A block of data:
....
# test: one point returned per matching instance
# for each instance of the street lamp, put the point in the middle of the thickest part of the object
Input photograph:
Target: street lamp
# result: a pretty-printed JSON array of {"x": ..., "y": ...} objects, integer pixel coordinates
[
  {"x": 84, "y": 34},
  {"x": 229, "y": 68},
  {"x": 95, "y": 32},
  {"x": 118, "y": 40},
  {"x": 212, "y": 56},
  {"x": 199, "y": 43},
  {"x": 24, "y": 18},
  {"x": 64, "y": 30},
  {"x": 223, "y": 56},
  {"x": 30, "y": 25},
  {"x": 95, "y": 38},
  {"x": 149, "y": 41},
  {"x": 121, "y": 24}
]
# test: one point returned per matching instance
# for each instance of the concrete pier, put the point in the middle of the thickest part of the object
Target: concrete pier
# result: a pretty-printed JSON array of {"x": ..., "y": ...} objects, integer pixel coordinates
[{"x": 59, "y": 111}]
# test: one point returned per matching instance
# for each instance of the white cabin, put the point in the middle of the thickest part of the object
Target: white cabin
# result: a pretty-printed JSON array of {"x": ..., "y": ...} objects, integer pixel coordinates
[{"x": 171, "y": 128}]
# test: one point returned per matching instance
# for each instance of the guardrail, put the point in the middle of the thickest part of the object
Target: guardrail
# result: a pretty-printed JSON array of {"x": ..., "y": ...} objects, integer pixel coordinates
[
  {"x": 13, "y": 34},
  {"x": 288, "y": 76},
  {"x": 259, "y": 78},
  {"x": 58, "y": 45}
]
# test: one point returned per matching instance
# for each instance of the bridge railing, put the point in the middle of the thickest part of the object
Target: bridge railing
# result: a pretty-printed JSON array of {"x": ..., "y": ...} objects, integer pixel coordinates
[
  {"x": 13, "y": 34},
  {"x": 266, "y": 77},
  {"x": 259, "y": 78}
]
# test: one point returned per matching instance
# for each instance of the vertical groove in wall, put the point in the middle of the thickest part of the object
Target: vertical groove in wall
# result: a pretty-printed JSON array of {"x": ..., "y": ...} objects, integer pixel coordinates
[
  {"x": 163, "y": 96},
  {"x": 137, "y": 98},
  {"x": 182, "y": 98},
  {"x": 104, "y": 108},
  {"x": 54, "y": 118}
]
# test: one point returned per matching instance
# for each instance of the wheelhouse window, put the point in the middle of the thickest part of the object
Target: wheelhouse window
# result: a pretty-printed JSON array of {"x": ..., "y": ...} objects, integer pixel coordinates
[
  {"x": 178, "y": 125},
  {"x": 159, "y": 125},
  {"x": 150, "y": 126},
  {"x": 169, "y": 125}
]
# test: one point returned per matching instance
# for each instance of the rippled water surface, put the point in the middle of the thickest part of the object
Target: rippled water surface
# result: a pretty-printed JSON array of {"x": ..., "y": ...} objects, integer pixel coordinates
....
Extract each entry in full, exactly as given.

## Problem solution
# test: one point returned per matching instance
# for each instance of the street lamp, put the point in the middle of the thickest part of the object
Input photograph:
Target: street lamp
# result: a pretty-printed JSON array of {"x": ..., "y": ...} objects, integer pixel coordinates
[
  {"x": 84, "y": 34},
  {"x": 229, "y": 68},
  {"x": 95, "y": 32},
  {"x": 118, "y": 40},
  {"x": 212, "y": 56},
  {"x": 199, "y": 43},
  {"x": 24, "y": 18},
  {"x": 64, "y": 30},
  {"x": 223, "y": 56},
  {"x": 30, "y": 25},
  {"x": 95, "y": 38},
  {"x": 149, "y": 41},
  {"x": 121, "y": 24}
]
# test: one point returned per matching instance
# for each instance of the concrete pier, put the point in the middle of the thickest part of the object
Target: concrete pier
# result: a pretty-printed JSON array of {"x": ..., "y": ...} objects, integer pixel coordinates
[{"x": 59, "y": 111}]
# test: one point returned per matching instance
# for each instance of the white cabin, put the point in the middle of the thickest part of the object
Target: white cabin
# result: a pretty-printed JSON array of {"x": ..., "y": ...} objects, integer pixel coordinates
[{"x": 171, "y": 128}]
# test: one point returned per matching instance
# for each instance of the guardrail, put the point in the middle of the thickest part of the object
Target: guardrail
# result: a pretty-printed JSON array of {"x": ..., "y": ...} objects, integer pixel coordinates
[
  {"x": 13, "y": 34},
  {"x": 288, "y": 76},
  {"x": 259, "y": 78},
  {"x": 58, "y": 45}
]
# test: one point returned per matching instance
# for each instance of the bridge railing, put the point in the middle of the thickest part of the object
Target: bridge railing
# result: a pretty-printed JSON array of {"x": ..., "y": ...} objects, integer pixel coordinates
[
  {"x": 13, "y": 34},
  {"x": 266, "y": 77},
  {"x": 259, "y": 78}
]
# test: one point returned per matching instance
# for each instance of the vertical groove in wall, put the point in the middle of the thickest part of the object
Target: vertical groove in wall
# result: a pretty-printed JSON array of {"x": ..., "y": ...} objects, integer pixel coordinates
[
  {"x": 163, "y": 96},
  {"x": 137, "y": 98},
  {"x": 182, "y": 98},
  {"x": 104, "y": 108},
  {"x": 54, "y": 118}
]
# test: one point returned per matching instance
# for each instance of the wheelhouse window, put the point in the middle of the thickest part of the object
Target: wheelhouse window
# result: a pretty-printed JSON array of {"x": ..., "y": ...} objects, integer pixel coordinates
[
  {"x": 178, "y": 125},
  {"x": 159, "y": 125},
  {"x": 150, "y": 126},
  {"x": 169, "y": 125}
]
# test: one point returned per matching instance
# for each instance of the rippled water surface, put the point in the middle of the thickest part of the object
Target: rippled water surface
# result: a pretty-printed JSON array of {"x": ..., "y": ...} objects, integer pixel coordinates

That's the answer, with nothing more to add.